**WHAT THE TASK ASKS**
Where "much" appears in a line of the entries below, that line should be copied.

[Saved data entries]
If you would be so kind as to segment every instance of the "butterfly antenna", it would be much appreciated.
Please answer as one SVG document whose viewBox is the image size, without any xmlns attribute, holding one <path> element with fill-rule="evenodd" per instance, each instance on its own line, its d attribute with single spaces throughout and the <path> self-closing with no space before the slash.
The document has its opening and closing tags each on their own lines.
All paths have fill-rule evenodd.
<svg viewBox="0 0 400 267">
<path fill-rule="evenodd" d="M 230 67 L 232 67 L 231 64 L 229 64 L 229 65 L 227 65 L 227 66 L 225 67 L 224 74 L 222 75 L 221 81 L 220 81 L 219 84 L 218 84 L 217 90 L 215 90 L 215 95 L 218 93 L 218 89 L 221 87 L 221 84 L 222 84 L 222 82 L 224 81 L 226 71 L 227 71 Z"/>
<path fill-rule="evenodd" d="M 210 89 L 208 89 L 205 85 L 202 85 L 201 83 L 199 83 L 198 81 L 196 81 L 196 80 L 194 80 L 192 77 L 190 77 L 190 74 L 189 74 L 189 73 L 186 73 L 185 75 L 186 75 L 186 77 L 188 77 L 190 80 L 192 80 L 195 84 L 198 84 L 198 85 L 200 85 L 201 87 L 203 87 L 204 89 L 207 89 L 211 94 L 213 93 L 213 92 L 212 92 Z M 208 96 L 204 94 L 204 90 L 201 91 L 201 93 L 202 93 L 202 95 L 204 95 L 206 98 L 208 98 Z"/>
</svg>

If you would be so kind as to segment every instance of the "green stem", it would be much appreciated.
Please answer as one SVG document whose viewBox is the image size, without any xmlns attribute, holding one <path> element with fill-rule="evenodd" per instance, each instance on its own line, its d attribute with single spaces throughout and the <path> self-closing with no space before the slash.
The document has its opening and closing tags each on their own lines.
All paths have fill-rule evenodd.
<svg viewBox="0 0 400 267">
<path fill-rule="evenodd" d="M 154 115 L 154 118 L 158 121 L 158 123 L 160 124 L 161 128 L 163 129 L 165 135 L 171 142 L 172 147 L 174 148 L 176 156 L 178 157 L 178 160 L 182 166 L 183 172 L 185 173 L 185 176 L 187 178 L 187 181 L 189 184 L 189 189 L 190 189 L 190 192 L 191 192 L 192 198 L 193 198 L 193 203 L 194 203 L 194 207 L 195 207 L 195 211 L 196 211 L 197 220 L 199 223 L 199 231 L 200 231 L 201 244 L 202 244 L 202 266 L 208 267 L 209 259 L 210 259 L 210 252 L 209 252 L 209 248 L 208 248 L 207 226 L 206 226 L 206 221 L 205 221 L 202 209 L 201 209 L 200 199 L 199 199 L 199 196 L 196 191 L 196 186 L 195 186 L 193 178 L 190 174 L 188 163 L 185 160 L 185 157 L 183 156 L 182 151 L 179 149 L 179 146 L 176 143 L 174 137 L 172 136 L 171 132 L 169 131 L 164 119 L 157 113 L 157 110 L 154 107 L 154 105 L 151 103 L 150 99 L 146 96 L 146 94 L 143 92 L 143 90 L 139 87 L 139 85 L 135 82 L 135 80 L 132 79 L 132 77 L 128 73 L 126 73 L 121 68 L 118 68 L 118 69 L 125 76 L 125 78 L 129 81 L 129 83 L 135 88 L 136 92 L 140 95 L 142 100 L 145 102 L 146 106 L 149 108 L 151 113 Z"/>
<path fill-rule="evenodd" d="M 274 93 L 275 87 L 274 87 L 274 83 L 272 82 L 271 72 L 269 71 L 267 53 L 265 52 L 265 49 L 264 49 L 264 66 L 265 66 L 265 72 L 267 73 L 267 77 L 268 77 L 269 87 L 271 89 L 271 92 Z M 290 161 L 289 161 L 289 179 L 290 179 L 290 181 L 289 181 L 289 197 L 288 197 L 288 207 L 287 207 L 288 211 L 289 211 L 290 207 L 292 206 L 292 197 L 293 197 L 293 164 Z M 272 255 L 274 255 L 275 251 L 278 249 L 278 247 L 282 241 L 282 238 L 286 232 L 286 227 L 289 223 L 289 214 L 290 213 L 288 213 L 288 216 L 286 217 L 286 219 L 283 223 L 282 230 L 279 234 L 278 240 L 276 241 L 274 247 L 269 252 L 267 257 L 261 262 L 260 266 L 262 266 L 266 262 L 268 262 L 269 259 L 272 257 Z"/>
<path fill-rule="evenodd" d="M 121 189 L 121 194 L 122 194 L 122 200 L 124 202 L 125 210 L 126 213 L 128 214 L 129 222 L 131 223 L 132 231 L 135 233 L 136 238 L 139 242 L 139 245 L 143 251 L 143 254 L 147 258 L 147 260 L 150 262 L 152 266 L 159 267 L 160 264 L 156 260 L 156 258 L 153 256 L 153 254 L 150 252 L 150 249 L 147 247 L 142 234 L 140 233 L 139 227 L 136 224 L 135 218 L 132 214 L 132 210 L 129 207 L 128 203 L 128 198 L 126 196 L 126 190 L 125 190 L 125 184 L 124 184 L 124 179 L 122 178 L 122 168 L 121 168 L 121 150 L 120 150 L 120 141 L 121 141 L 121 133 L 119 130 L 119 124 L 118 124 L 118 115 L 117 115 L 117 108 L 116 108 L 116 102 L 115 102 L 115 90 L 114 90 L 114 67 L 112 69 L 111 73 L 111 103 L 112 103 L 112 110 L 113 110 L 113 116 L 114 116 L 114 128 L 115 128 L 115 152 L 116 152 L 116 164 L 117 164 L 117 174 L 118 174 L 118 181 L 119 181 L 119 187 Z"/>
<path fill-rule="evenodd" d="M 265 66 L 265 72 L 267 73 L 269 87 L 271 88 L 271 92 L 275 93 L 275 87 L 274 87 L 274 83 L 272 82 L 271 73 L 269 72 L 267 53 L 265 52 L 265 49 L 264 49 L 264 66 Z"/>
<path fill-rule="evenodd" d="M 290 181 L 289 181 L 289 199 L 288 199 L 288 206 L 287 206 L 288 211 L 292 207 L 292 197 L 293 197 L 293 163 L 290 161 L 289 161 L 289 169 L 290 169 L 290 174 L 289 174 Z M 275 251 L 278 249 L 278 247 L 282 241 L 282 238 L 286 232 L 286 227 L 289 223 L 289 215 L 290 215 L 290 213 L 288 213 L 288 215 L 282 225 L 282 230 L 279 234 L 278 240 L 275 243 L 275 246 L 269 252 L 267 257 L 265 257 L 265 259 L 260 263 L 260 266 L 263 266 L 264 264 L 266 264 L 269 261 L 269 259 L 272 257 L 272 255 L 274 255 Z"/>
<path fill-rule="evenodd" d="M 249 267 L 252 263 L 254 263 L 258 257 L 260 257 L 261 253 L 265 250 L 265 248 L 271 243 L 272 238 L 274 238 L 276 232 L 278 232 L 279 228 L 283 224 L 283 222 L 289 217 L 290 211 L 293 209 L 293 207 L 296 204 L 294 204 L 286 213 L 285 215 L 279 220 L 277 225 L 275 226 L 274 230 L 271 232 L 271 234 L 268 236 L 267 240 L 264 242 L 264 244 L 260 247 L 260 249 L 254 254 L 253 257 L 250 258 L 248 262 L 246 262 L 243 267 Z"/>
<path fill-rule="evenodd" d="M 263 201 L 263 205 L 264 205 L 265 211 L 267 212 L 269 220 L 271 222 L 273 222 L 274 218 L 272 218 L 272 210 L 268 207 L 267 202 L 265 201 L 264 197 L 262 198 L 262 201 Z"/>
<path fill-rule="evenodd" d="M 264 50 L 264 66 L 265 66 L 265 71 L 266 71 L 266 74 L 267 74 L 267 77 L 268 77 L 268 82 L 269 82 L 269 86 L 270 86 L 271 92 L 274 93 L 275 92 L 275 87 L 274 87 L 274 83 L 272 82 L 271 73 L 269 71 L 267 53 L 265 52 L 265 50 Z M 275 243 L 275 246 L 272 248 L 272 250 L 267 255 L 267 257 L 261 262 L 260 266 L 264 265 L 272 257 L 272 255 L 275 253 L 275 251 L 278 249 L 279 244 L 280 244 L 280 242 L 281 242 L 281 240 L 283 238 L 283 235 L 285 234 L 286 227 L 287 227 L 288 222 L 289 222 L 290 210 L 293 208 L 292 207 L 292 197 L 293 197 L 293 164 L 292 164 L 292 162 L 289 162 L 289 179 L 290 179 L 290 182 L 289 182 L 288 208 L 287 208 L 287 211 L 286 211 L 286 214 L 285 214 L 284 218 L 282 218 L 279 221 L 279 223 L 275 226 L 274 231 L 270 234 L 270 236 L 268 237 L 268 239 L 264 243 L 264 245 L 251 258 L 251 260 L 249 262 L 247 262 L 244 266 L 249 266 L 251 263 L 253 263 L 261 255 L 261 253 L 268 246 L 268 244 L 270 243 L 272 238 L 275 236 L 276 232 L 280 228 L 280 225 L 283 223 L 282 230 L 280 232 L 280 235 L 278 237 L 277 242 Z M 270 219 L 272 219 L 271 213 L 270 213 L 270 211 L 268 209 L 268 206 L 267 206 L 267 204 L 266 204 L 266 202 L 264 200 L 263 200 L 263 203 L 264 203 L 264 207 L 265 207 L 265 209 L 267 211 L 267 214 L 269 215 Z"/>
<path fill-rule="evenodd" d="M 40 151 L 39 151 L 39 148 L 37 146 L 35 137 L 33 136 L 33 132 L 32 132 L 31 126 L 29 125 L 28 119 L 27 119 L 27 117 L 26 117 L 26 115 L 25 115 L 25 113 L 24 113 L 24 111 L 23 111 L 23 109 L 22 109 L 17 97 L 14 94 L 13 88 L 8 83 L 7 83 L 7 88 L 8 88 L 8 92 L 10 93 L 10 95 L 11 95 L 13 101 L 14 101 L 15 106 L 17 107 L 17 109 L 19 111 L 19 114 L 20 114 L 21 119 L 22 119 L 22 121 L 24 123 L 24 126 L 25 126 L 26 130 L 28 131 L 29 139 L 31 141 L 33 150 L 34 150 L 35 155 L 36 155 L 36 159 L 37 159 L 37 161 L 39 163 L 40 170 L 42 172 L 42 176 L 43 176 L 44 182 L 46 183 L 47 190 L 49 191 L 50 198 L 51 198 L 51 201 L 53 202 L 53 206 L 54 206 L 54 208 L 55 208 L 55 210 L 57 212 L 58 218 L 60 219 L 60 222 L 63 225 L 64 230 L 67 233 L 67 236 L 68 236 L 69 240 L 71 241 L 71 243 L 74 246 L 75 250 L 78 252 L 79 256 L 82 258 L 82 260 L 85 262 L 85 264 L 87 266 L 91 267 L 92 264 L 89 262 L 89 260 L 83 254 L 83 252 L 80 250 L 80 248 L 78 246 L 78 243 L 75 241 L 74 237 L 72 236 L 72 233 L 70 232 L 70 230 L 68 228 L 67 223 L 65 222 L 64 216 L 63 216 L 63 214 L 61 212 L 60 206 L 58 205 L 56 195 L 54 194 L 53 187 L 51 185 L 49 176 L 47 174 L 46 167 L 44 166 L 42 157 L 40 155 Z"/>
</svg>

**PROBLEM SOLUTION**
If you would be so kind as to segment every instance of the "butterfly antenna", it would be much appreciated.
If you would be so kind as to segment every instance of the "green stem", it would be much appreciated.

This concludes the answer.